***** Document
Like the seductive tango dancers of Alario’s native Argentina, the professional show jumper and his equine partner primp and prepare for their own interspecies version of intense synchronized dance. Today, the workout is easy: an escalation from walk to trot to canter performed in small loops and larger circles within the arena.

A bystander unfamiliar with the equestrian world might mistake it for a mindless exercise instead of the active effort of concentration that Cinnamon’s owner and Alario’s employer, Nancy Hersh, knows is crucial to their progress as a team. “There has to be a chemistry between them,” Hersh says of the two newcomers to the valley and to each other. “They really have to develop a relationship.”

Top-level equestrian jumping is an exhilarating sport wherein composed fearlessness, controlled speed, supreme athleticism and impossible grace meet in midair when man and horse, communicating swiftly and silently, soar as one. That unity only comes with time together.

Hersh, a crisp-spoken San Francisco personal-injury attorney, has developed her own chemistry with horses. She began riding as a child on a neighbor’s horses. Three years ago, Hersh bought Edgewood with her husband, Joe Boyle, her law-firm partner Mark Burton, and his wife, Robyn, and hence can now fully indulge her passion for horses, the ones she rides western-style for pleasure or a special one, like Cinnamon, that Alario rides.

Alario dismisses any romantic notion of chemistry, even when it comes to Cinnamon, a tall (7 feet, hoof to head) German-born Holsteiner that he hopes will take him to the prestigious World Cup in Stockholm this year and the summer Olympics in Beijing next year.

“No, it’s not chemistry; you just have to understand each other,” he says, his English softened with the rolling vowels of his home country. “You see that mare over there?” He gestures to a dark bay being ridden by Edgewood’s veteran trainer, Bob Walker. “Bob’s trying to figure out why she’s resisting him. You have to know what the horse is thinking and then think [for instance], ‘Maybe if I use my right leg more, it would be better.’”

A rider’s relationship with a horse, he adds, is built on trust and respect. “Cinnamon’s 10 years old,” he says, shrugging. “At this point, I can’t change his technique, but I can make him nice and soft before we start a course. We have to work on the control. You cannot be the strongest man in the world, right? The horses are stronger than you so you have to have control.”

This insight comes from a lifetime of riding. His father, Oscar Alario, a lawyer who ran an insurance company in the seaside resort town of Mar del Plata, far from Argentina’s equitation center of Buenos Aires, would leave work every afternoon for the Club Hipico Mar Del Plata to teach show jumping to Mariano and other students.
**********
***** Dataset rows
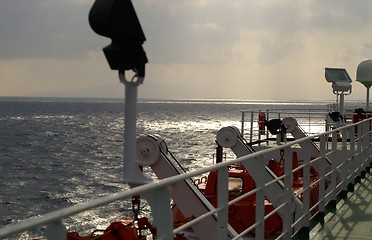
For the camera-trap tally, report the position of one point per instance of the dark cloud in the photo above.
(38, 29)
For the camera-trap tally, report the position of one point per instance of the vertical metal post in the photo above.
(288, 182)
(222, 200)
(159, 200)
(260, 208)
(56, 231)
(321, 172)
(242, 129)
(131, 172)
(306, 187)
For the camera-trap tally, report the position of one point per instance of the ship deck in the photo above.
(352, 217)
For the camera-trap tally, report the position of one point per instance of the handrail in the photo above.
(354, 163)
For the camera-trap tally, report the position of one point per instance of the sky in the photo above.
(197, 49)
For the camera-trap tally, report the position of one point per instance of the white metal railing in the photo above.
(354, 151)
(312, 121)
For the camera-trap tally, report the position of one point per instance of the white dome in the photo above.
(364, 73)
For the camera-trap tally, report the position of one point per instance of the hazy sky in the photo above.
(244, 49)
**********
***** Dataset rows
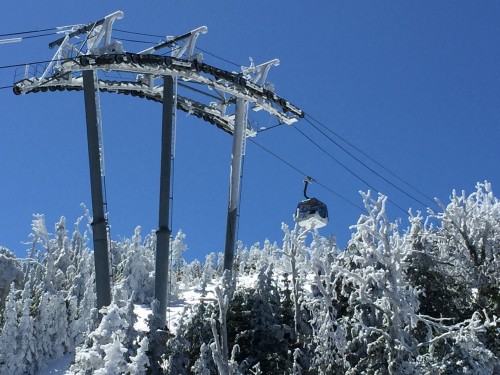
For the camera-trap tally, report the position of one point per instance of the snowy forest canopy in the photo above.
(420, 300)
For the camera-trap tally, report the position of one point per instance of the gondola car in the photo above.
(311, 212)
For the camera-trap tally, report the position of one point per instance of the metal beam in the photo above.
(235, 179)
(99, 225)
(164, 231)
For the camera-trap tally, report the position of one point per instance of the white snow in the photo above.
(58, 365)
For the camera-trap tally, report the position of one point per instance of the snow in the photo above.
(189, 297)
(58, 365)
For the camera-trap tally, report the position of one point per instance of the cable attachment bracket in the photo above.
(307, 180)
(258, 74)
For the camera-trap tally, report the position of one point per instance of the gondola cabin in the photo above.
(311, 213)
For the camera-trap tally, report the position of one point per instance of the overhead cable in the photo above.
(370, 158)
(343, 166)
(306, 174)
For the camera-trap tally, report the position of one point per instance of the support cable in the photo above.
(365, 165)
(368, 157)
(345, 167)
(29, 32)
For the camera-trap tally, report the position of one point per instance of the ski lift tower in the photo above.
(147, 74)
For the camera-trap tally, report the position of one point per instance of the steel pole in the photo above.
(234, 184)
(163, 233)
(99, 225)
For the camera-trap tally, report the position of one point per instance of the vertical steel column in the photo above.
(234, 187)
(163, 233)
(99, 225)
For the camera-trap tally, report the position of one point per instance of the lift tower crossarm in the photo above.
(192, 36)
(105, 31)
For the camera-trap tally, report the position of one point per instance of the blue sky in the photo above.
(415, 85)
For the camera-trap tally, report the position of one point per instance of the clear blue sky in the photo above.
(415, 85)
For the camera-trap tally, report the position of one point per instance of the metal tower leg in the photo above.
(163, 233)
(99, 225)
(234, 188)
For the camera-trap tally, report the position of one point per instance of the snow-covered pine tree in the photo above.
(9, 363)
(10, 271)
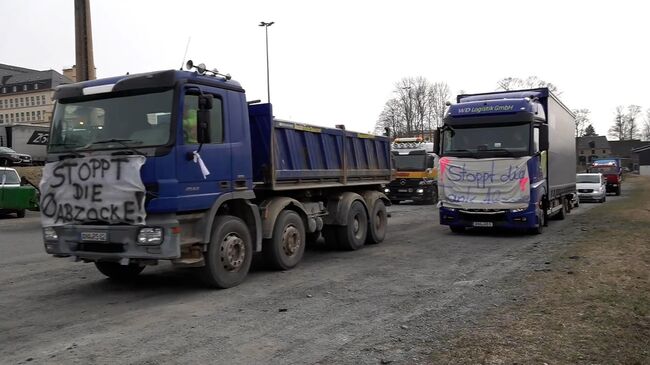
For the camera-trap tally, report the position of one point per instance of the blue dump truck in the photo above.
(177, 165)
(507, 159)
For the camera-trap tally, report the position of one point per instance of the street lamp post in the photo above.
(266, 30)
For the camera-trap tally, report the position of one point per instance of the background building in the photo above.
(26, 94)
**********
Task instructions:
#1 State how many lines of the records contain the string "gondola", giving only the number.
#2 Resume the article on show jumping, picking up after its last sentence.

Expected results:
#1 2

#2
“We’re crazy people for horses,” says Alario, now 29, breaking into a boyish smile as he tells of his father’s obsession for everything gaucho—the iconic cowboy of Argentina. “It’s always been 100 percent horses for me. I’ve never done another sport.”

Image 2:    Horse and rider get ready to start the day.

 

At 15, Alario was jumping in Grand Prix classes, the highest level in the competitive riding world, and had taken over teaching his father’s roster of students. He graduated from college, but gave up law school after a year to focus on his show-jumping career. In 1999, he moved to Spain, jumping there for two years ago before coming to the United States. Two years ago, he represented Argentina in the World Cup, something he’s determined to do again this time on Cinnamon.

That would be a dream realized for Hersh. “We were so lucky to find Cinnamon,” she says. “We were looking for a horse for Mariano when we got a call that Cinnamon was for sale and if we didn’t act right away, he was going to Europe. Bob and Mariano hopped on the next plane (to Virginia) and that was it.”

That was last November. Hersh won’t say how much she paid for Cinnamon, but does say she’s been offered three times that purchase price. Horses of this caliber can easily cost a million dollars or more. It’s an expensive sport, and because he’s a gelding, Cinnamon can’t recoup his costs through stud fees. He needs to pay his way with prize money won on the show circuit.

Physically, Cinnamon has what it takes—a deep chest, strong, rounded knees, a well-developed back, muscular hindquarters and legs. Three years younger than most other horses at his level, he’s already been a top East Coast and European competitor. “There’s not another horse in Marin who can do the Grand Prix–Olympic-level jumping that he can,” Hersh says, “and there’s only a handful that can do it on the West Coast.”

Cinnamon is just one of 35 horses at Edgewood, but he “knows he’s special,” says Hersh. “He’s the king and he gets preferential treatment.” That includes custom-fitted tack, first dibs on the best pasture and daily pampering.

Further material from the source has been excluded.